>>>>

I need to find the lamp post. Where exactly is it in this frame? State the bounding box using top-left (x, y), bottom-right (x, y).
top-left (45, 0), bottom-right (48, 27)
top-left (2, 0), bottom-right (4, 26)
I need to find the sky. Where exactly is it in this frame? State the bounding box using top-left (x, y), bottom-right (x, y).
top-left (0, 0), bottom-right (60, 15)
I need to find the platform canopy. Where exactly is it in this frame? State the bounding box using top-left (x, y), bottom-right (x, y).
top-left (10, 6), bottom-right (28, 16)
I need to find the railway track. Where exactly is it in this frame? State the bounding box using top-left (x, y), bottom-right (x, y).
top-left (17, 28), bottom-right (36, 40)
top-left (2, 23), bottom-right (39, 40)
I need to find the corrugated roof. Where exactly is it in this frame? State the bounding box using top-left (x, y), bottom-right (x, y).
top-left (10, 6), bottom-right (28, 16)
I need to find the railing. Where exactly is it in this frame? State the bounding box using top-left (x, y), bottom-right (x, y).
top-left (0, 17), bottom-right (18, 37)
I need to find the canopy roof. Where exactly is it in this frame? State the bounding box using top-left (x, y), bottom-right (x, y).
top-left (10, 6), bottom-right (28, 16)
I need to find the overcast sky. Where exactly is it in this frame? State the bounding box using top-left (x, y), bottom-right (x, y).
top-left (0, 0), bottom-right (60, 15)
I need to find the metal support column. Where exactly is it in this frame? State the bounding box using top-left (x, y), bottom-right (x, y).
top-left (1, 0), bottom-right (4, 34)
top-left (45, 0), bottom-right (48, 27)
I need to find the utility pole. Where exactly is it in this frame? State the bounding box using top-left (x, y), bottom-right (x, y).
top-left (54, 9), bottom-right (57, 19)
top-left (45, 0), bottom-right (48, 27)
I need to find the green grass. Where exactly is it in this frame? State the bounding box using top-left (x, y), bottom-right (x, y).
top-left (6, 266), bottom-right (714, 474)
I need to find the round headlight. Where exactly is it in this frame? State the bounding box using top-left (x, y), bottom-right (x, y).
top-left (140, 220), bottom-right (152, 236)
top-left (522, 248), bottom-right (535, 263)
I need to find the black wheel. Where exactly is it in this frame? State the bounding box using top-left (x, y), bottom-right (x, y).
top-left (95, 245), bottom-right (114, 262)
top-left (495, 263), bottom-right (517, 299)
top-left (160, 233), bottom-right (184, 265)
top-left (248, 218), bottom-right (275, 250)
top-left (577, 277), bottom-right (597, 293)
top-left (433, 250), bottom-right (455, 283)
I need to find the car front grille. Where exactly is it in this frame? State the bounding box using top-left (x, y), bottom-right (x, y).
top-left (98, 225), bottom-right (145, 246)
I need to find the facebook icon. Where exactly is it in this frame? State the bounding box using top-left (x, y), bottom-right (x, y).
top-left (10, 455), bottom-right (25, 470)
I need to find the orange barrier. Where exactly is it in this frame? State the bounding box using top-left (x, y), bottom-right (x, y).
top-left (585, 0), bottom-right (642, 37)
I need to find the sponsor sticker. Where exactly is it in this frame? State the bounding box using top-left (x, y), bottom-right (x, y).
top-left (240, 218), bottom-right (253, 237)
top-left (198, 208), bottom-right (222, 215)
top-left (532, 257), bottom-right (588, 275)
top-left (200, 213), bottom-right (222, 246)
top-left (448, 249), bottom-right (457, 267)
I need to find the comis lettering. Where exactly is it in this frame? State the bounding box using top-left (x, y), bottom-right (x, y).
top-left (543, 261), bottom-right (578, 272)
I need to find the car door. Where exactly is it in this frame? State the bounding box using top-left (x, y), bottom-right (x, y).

<<<<

Rewrite the listing from the line containing "I need to find the utility" down to the line containing "top-left (6, 266), bottom-right (714, 474)", changing "green grass" to "lawn" and leaving everything else as it is.

● **WRITTEN RESPONSE**:
I need to find the utility pole. Where exactly is it in this frame? State the bounding box using top-left (x, y), bottom-right (x, y).
top-left (54, 9), bottom-right (57, 19)
top-left (45, 0), bottom-right (48, 27)
I need to find the lawn. Where exactly is it in this frame? State the bounding box using top-left (x, y), bottom-right (x, y).
top-left (6, 266), bottom-right (714, 474)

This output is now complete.